**Text provided**
Immune Checkpoint Inhibitors, and in combination with JAK inhibitors: The modelling for the future

D. Suryaprabha*

Chief Clinical Pharmacist & Assistant Manager – Clinical Research, Kauvery Hospitals, India

 

*Correspondence: M: +91 98414 86267;
email: [email protected]

Abstract

Background:. Checkpoint Immunotherapy has revolutionized cancer treatment in the past decade for many cancer patients. This review explains how the immune checkpoint inhibitors (ICIs), when combined with JAK Inhibitors, give a good outcome.

Methods: The recent studies related to the combination therapy were reviewed.

Conclusion: The paper explains resistance to the ICIs, the current trends in this combination therapy and  some newer approaches.

Keywords: Janus Kinase (JAK), Immune checkpoint inhibitors (ICIs), Signal, Immune checkpoint therapy (ICT)

Background

Checkpoint immunotherapy has revolutionized cancer treatment in the past decade for many cancer patients[1]. But not all cancer patients respond to immune checkpoint inhibitors. So, scientists explored whether adding Janus Kinase Inhibitors (JAKi would improve efficacy..In two separate clinical studies, researchers found that adding JAK inhibitors to ICI did improve patients’ responses to the cancer [2]

What is Immunotherapy?

A kind of therapy that uses substances to stimulate or suppress the immune system to help the body fight cancer, infection, and other diseases.

What is an immune check point?

Immune checkpoint is a kind of signal for regulating the antigen recognition of T cell receptor (TCR) in the process of immune response. Immune checkpoint contains two kinds of signals:

(1) Co-stimulatory immune checkpoint: stimulating immune progress, such as CD28, ICOS, and CD137;

(2) Co-inhibitory immune checkpoint: inhibiting immune progress, such as PD1, CTLA-4, and VISTA.

When immune system is attacking pathogens, these immune checkpoint molecules can protect the normal tissues from damage. The cancer cells cleverly escape from immune attack by dysregulating immune checkpoint related proteins. Immune checkpoint therapy relys on functioning immune system with agonists of co-stimulatory signals or antagonists of inhibitory signals.

What are Immune Check Point Inhibitors?

Immunotherapy drugs called immune checkpoint inhibitors work by blocking checkpoint proteins from binding with their partner proteins. This prevents the “off” signal from being sent, allowing the T cells to kill cancer cells.[3]

How do they work in Cancer?

**Tasks to complete**
1/ Quote the stretch from "(2) Co-inhibitory immune" through "Check Point Inhibitors?" in the review of immune checkpoint inhibitors.
2/ Continue the review of immune checkpoint inhibitors, starting right after its final line.

**Given data**
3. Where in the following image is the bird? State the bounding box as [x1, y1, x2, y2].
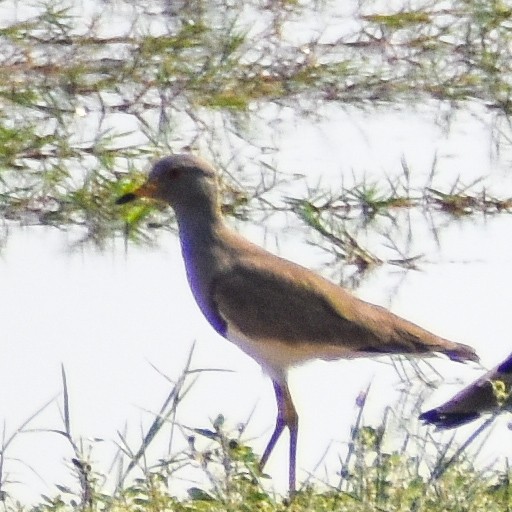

**Answers for each item**
1/
(2) Co-inhibitory immune checkpoint: inhibiting immune progress, such as PD1, CTLA-4, and VISTA.

When immune system is attacking pathogens, these immune checkpoint molecules can protect the normal tissues from damage. The cancer cells cleverly escape from immune attack by dysregulating immune checkpoint related proteins. Immune checkpoint therapy relys on functioning immune system with agonists of co-stimulatory signals or antagonists of inhibitory signals.

What are Immune Check Point Inhibitors?

2/
One of the most substantial advances in cancer therapy, in the last decades, was the discovery of a new layer to the approach to immunotherapy. This heralded the arrival of immune checkpoint inhibitors (ICIs), which can specifically activate immune cells by targeting immune checkpoints. Immune checkpoints are a type of immunosuppressive molecules expressed on immune cells, which can regulate the degree of immune activation and avoid autoimmune responses. ICIs, such as anti-PD-1/PD-L1 drugs, have shown inspiring efficacy and broad applicability across various cancers. [4] One such drug acts against a checkpoint protein called CTLA-4. Other immune checkpoint inhibitors act against a checkpoint protein called PD-1 or its partner protein PD-L1. Some tumours turn down the T cell response by producing lots of PD-L1.

What are the common ICIs in use, and against what cancers, when and how?

Examples of Immune Checkpoint Inhibitors include pembrolizumab, ipilimumab, nivolumab and atezolizumab.

Immune checkpoint inhibitors were approved to treat some people with a variety of cancer types, including:

Breast cancerLung cancer
Bladder cancerRenal cell cancer
Cervical cancerSkin cancer, Including Melanoma
Colon cancer
Head and neck cancerStomach cancer
Hodgkin lymphomaRectal cancer
Liver cancerAny solid tumour

How are the clinical outcomes so far?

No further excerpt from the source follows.